**What to do**
Pull out each line of the entries below that contains the string "fence". Case matters.

**Data in this exercise**
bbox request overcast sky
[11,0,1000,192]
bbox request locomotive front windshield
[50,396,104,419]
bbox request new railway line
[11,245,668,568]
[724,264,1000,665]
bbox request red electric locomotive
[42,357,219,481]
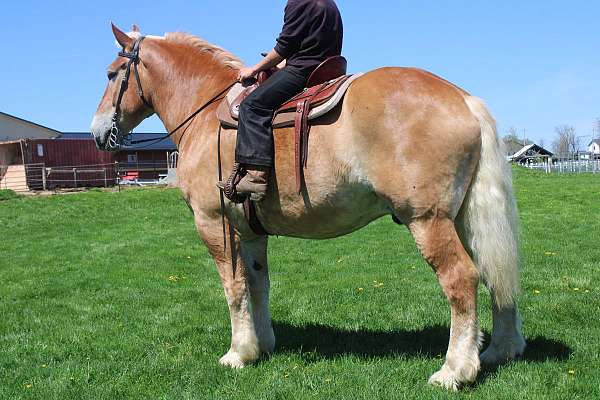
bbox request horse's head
[91,25,154,151]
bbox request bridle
[106,36,237,151]
[106,36,152,151]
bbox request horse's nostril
[92,134,102,150]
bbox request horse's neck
[153,43,237,150]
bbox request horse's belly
[258,187,389,239]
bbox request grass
[0,170,600,400]
[0,189,21,201]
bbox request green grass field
[0,170,600,400]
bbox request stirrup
[217,163,248,204]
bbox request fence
[0,161,176,192]
[521,160,600,174]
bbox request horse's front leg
[197,221,275,368]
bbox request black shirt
[275,0,344,77]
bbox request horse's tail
[457,96,520,308]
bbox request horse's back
[259,64,480,237]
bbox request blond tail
[457,96,520,308]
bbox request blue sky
[0,0,600,145]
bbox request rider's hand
[238,67,257,82]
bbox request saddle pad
[217,73,364,128]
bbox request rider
[218,0,343,201]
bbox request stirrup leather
[223,163,248,204]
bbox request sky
[0,0,600,146]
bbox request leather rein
[106,36,237,151]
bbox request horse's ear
[110,22,133,49]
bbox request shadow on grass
[273,321,571,362]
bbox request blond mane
[165,32,244,69]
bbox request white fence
[0,162,177,192]
[521,160,600,174]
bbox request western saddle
[217,56,361,193]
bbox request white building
[588,139,600,157]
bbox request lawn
[0,170,600,400]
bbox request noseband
[106,36,152,151]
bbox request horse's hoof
[428,366,460,392]
[219,350,246,369]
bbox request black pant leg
[235,69,307,167]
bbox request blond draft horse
[91,25,525,390]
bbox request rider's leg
[219,69,307,200]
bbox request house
[509,143,554,164]
[588,139,600,158]
[0,112,60,167]
[0,112,60,191]
[60,132,177,179]
[0,113,177,191]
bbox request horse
[91,25,525,390]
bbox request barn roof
[510,143,554,160]
[59,132,177,151]
[0,111,60,140]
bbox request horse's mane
[164,32,244,69]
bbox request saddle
[217,56,362,193]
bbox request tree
[552,125,580,158]
[502,126,523,156]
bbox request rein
[106,36,237,151]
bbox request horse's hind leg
[409,217,481,390]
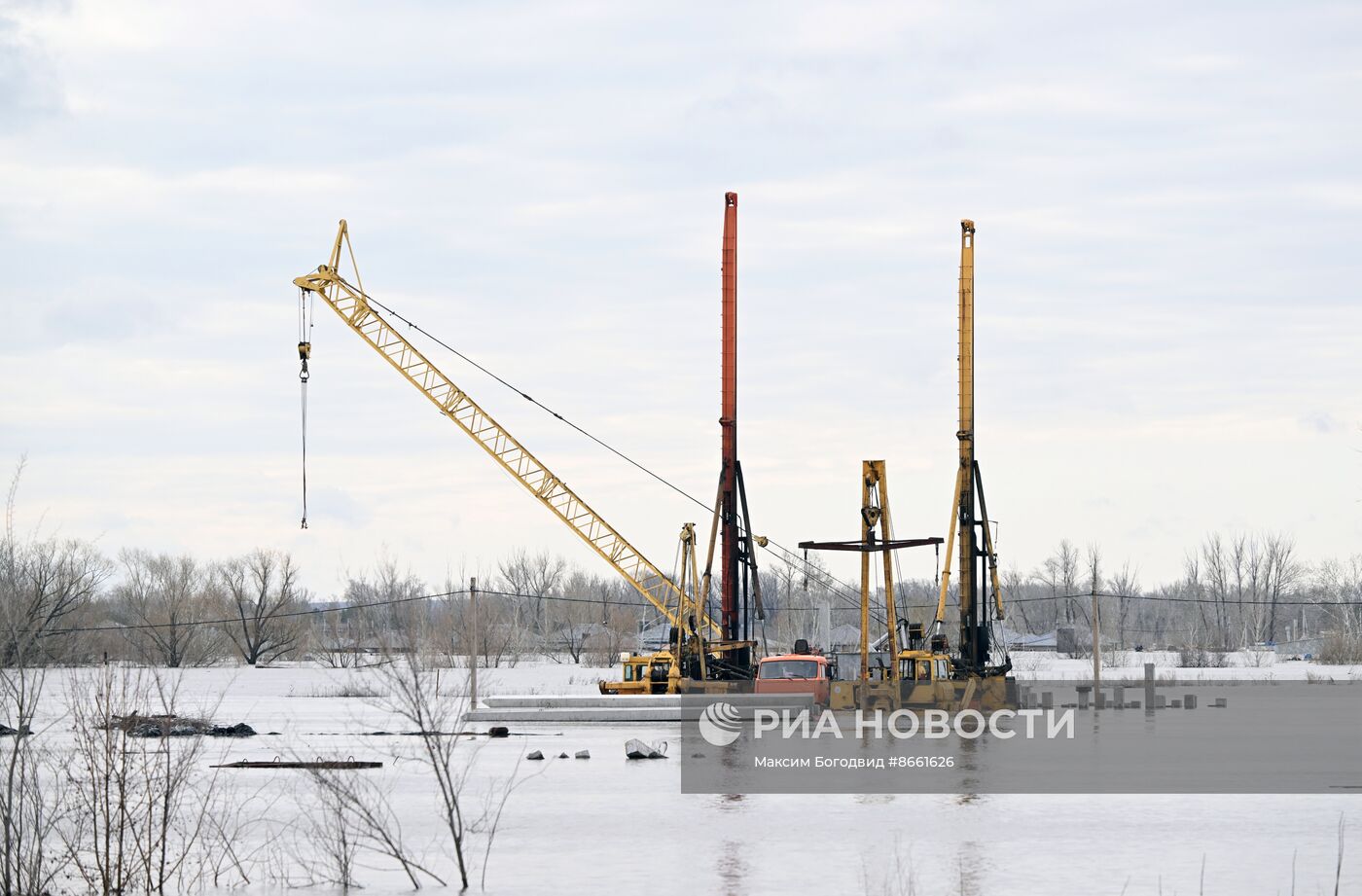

**Solution for this task**
bbox request fence
bbox request white fence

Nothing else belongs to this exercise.